Transcribe the following lines of the listing verbatim, starting at the line that contains "Target: crane jib" and ending after the line that contains "column 21, row 827".

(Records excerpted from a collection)
○ ○ ○ ○
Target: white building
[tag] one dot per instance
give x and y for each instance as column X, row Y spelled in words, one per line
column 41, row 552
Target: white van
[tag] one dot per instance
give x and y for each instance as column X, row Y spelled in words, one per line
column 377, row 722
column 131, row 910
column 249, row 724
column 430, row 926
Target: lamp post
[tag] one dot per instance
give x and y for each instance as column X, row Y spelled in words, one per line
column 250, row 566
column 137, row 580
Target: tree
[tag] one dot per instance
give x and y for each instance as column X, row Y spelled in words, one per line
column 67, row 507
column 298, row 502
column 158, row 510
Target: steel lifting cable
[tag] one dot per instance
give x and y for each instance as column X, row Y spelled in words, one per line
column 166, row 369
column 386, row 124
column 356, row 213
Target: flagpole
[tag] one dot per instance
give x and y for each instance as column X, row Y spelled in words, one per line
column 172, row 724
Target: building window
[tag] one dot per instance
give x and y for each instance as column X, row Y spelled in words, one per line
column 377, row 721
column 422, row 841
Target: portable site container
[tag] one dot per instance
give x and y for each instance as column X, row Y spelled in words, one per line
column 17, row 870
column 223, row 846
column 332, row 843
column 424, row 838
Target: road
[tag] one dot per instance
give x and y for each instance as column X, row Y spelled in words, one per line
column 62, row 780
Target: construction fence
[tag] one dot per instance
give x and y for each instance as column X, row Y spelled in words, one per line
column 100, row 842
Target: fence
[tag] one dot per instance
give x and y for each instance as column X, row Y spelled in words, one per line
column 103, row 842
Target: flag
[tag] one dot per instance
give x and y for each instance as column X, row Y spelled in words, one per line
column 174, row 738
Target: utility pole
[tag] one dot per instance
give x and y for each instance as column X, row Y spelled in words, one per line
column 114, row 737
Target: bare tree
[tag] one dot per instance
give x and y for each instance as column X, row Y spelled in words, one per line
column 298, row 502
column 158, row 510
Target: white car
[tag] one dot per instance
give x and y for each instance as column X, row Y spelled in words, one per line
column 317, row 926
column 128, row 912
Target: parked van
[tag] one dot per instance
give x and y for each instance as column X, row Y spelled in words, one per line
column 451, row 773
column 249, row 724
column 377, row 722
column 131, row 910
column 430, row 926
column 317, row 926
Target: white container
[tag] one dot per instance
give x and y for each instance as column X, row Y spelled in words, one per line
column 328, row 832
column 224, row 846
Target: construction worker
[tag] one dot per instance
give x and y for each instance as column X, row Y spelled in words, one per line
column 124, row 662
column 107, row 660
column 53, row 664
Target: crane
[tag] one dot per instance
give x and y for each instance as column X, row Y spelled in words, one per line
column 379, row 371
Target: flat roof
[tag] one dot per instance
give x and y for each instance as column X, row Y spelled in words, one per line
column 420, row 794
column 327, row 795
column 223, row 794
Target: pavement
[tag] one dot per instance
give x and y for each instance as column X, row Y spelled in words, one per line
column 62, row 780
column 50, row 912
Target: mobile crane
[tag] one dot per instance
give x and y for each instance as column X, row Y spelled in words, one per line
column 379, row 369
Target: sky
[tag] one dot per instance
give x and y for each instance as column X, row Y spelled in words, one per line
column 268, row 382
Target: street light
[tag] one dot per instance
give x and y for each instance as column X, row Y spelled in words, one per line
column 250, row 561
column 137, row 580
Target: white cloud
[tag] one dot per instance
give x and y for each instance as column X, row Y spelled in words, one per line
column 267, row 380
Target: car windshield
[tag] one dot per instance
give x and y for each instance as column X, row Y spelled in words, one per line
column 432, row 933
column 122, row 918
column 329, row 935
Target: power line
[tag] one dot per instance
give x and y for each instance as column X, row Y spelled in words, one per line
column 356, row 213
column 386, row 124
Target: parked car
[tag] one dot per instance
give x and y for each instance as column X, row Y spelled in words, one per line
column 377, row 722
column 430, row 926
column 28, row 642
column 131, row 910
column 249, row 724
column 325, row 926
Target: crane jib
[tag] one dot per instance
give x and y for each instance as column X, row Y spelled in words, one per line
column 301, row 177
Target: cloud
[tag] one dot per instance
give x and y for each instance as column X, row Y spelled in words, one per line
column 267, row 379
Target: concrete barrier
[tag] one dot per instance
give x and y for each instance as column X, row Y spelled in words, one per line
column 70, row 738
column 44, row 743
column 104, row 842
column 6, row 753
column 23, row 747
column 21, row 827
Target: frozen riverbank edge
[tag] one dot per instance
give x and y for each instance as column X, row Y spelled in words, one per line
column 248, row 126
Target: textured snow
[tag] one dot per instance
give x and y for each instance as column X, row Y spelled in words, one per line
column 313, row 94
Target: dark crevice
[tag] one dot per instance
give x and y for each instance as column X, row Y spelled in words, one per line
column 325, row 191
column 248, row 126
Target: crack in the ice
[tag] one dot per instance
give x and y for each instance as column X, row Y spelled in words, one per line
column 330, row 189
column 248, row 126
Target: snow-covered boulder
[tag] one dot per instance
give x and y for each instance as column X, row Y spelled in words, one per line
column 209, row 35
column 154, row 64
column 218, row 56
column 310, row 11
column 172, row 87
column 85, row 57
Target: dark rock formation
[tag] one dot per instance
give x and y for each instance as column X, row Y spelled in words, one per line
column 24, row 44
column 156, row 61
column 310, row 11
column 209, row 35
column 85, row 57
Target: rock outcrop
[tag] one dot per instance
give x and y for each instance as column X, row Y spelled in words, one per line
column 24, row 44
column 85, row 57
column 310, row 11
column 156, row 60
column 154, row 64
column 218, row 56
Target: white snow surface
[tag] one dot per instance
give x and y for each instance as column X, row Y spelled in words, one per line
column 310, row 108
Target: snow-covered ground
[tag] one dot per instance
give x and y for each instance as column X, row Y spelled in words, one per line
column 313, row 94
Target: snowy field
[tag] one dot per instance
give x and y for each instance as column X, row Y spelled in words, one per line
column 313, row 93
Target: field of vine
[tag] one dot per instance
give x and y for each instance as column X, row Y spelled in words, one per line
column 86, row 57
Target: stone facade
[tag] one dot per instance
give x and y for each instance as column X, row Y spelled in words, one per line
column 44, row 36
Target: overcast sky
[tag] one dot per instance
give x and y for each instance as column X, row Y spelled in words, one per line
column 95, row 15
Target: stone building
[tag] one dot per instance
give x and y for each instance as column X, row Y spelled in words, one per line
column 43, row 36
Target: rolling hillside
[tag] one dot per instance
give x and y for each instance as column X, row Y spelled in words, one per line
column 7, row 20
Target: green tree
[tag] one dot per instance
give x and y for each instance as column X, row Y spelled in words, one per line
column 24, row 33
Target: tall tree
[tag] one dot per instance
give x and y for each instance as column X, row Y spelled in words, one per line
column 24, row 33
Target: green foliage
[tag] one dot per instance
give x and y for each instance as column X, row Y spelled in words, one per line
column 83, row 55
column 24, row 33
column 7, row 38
○ ○ ○ ○
* [Result]
Target: crane jib
[tag] one dot per instance
give x and y for each instance as column X, row Y spelled in words, one per line
column 301, row 177
Target: cloud
[tag] one dot per instance
give x and y for each instance as column X, row Y spelled in words, one per line
column 267, row 379
Target: concrete barrier
[tag] one dot per instance
give x and y for each instance as column X, row Y spelled in words, one per line
column 70, row 738
column 44, row 743
column 104, row 842
column 6, row 753
column 23, row 747
column 21, row 827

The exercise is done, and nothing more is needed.